- _DATA TO USE_
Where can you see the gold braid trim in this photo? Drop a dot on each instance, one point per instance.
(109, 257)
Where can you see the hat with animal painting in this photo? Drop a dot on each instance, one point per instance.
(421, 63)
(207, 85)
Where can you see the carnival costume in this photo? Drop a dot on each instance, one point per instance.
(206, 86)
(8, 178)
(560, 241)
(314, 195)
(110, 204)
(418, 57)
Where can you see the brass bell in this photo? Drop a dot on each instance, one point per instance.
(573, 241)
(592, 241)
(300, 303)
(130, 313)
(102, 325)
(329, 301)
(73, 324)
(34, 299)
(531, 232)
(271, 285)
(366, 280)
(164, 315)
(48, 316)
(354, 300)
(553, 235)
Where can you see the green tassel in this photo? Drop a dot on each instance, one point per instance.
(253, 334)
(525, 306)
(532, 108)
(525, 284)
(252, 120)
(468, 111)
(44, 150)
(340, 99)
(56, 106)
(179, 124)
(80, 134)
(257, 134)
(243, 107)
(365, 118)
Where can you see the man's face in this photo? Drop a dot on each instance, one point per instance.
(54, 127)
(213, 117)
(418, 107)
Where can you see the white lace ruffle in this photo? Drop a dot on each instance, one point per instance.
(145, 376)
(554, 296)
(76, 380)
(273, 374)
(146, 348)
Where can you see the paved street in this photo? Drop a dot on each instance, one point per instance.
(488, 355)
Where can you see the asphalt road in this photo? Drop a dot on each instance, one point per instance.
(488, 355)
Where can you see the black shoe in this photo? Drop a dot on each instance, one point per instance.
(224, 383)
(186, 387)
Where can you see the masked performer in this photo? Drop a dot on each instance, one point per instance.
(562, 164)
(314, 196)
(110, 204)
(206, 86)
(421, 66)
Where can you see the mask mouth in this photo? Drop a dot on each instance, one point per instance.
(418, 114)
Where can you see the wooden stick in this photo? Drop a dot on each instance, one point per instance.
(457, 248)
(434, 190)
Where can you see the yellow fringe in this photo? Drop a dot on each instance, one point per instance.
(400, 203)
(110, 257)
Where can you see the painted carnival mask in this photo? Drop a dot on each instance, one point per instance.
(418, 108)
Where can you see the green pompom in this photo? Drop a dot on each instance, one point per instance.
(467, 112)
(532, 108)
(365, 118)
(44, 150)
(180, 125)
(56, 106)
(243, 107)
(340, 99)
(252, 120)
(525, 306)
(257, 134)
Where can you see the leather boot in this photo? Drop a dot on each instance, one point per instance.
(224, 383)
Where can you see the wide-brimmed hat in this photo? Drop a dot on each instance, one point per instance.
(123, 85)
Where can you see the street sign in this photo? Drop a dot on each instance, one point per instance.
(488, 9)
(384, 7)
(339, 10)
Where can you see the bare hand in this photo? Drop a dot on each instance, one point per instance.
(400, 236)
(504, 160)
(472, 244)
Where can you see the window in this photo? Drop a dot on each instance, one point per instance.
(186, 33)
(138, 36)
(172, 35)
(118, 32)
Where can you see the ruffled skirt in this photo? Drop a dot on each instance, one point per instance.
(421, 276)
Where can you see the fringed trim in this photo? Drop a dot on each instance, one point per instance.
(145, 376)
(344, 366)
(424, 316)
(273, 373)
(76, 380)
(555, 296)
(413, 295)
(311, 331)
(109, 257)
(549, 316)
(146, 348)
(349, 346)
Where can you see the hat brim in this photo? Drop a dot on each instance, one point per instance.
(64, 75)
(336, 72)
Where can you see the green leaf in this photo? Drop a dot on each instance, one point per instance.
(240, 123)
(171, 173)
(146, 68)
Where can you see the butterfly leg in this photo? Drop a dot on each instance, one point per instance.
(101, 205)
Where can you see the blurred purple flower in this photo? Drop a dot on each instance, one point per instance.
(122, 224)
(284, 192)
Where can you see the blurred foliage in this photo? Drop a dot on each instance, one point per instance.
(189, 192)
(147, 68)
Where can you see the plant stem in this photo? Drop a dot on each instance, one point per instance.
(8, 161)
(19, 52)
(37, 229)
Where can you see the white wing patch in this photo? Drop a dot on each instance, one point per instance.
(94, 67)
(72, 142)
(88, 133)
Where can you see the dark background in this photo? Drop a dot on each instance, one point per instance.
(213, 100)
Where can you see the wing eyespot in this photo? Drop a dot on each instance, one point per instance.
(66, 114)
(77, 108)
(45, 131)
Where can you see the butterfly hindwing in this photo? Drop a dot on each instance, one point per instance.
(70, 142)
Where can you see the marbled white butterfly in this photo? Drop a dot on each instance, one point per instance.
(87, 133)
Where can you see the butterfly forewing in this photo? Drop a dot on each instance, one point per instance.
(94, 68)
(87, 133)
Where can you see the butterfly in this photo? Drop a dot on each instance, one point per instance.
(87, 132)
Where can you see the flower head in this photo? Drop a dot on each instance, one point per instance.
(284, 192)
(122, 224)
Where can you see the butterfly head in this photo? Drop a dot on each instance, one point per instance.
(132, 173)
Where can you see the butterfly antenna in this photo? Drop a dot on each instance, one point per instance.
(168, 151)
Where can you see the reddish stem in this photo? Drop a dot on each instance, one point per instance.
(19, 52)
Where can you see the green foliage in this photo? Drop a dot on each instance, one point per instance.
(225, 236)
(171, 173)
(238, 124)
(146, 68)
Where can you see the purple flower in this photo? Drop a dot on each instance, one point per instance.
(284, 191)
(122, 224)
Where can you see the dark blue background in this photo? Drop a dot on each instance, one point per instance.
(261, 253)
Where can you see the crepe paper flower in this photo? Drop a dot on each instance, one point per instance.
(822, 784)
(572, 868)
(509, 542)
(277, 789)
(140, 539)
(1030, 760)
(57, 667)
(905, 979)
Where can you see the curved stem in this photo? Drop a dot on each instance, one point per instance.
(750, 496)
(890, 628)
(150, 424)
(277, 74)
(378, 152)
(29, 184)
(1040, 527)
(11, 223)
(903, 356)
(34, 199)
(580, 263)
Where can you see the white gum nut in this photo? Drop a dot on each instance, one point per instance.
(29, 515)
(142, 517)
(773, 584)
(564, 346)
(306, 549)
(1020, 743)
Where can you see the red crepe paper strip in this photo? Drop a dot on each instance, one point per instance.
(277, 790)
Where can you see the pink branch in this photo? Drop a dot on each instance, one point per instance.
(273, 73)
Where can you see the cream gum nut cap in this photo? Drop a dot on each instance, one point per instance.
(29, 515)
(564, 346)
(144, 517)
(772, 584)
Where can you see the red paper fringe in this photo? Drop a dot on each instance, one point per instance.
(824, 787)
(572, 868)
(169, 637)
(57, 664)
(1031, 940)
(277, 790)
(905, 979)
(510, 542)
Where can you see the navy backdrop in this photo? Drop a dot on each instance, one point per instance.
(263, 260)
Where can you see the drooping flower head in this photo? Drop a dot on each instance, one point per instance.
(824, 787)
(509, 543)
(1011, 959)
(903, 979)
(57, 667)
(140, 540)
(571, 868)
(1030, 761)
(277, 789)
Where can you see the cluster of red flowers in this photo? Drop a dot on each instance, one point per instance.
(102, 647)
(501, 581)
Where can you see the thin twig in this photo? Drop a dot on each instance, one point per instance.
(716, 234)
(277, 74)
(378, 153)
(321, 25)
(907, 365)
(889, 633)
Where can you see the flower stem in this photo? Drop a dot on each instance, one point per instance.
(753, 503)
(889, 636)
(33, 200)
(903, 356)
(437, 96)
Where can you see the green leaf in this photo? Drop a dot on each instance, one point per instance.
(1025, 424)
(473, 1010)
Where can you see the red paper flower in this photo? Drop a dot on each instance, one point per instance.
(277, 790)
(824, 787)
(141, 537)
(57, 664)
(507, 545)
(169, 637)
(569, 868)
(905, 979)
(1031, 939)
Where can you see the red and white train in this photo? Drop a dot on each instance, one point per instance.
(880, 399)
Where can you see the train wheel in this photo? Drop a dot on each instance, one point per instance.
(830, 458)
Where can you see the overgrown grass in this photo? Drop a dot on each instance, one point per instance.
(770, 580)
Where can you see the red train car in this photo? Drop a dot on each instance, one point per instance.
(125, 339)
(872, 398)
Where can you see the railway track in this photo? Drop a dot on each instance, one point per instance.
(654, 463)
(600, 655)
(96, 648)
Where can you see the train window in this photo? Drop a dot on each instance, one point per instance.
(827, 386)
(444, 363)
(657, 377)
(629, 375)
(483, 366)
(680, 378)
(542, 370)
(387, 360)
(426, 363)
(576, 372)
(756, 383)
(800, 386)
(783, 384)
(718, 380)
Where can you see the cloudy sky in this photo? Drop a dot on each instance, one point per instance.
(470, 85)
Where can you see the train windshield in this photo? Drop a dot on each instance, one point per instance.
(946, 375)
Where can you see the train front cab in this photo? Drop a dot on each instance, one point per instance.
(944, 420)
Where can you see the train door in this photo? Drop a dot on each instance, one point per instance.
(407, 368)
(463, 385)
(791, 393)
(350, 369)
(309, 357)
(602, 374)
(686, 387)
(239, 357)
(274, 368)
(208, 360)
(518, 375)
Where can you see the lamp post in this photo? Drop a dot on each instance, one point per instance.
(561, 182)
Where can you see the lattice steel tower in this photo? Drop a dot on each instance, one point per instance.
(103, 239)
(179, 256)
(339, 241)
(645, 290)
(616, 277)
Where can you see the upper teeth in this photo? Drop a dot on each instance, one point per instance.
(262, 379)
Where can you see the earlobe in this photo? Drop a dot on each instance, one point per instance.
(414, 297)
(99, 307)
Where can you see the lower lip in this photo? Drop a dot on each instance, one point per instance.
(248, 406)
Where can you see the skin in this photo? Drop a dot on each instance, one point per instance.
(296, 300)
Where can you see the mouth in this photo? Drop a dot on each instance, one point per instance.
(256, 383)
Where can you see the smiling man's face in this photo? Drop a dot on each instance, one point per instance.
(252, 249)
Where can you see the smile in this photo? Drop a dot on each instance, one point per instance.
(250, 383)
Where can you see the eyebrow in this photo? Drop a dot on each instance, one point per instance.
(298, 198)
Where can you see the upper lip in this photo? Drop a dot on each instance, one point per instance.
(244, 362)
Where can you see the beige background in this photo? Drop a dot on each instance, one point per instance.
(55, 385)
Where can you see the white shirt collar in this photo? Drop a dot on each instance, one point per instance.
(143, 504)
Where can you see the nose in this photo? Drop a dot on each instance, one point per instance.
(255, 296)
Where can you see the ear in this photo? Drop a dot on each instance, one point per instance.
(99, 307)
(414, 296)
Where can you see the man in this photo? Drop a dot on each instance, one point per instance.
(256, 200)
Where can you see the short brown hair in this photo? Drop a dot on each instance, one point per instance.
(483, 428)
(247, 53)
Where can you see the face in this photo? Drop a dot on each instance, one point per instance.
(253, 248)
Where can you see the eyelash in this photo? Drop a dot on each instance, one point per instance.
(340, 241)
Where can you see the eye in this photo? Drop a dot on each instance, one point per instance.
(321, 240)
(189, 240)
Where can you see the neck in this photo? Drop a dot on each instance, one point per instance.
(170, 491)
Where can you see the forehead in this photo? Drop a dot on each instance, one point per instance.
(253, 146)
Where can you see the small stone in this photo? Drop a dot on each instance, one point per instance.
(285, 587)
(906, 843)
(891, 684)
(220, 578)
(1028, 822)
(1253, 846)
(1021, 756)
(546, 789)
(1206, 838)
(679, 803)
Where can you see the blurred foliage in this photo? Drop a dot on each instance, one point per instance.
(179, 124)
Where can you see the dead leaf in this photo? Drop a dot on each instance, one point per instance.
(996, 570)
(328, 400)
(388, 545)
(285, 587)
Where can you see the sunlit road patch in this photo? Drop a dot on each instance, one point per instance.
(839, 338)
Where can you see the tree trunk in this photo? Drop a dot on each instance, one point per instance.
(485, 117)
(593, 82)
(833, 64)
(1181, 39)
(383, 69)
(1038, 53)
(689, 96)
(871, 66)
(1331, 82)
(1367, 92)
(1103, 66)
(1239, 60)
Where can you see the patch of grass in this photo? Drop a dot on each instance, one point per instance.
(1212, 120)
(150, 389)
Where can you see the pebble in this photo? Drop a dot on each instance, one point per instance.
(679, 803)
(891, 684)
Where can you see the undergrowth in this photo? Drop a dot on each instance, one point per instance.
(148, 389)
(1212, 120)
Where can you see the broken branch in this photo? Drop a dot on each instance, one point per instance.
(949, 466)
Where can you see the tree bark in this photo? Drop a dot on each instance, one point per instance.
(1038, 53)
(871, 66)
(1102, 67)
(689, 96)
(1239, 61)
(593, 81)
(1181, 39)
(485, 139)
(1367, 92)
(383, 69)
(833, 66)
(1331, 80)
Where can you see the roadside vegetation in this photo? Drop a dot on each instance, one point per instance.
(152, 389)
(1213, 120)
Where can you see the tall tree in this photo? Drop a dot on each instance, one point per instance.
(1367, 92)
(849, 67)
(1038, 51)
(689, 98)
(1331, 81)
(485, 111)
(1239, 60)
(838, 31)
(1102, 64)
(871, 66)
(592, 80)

- _TASK GOAL_
Reproduce the records from the line containing "Where can you see the broken" through the end, substituting "roadside plants" for "roadside vegetation" and leaving everything else unchanged.

- _OUTPUT FOR THIS EXERCISE_
Where can you see the broken branch in this photo? Drop a dot on each instance, one point per instance.
(949, 466)
Where can you see the tree bark in this photo? Drop a dot on each instance, one point per instance.
(1038, 53)
(871, 66)
(1102, 67)
(689, 96)
(1239, 61)
(593, 81)
(1181, 39)
(485, 139)
(1367, 92)
(383, 69)
(833, 66)
(1331, 80)
Where can you see the roadside plants in this photo? Drop a dot on each instance, one point per instance.
(152, 389)
(1213, 120)
Where can you see the tall tree in this photo? Drop a dot on each instance, one point per instance.
(1367, 92)
(849, 67)
(1038, 51)
(689, 98)
(1331, 81)
(485, 111)
(1239, 60)
(838, 31)
(1102, 64)
(871, 66)
(592, 80)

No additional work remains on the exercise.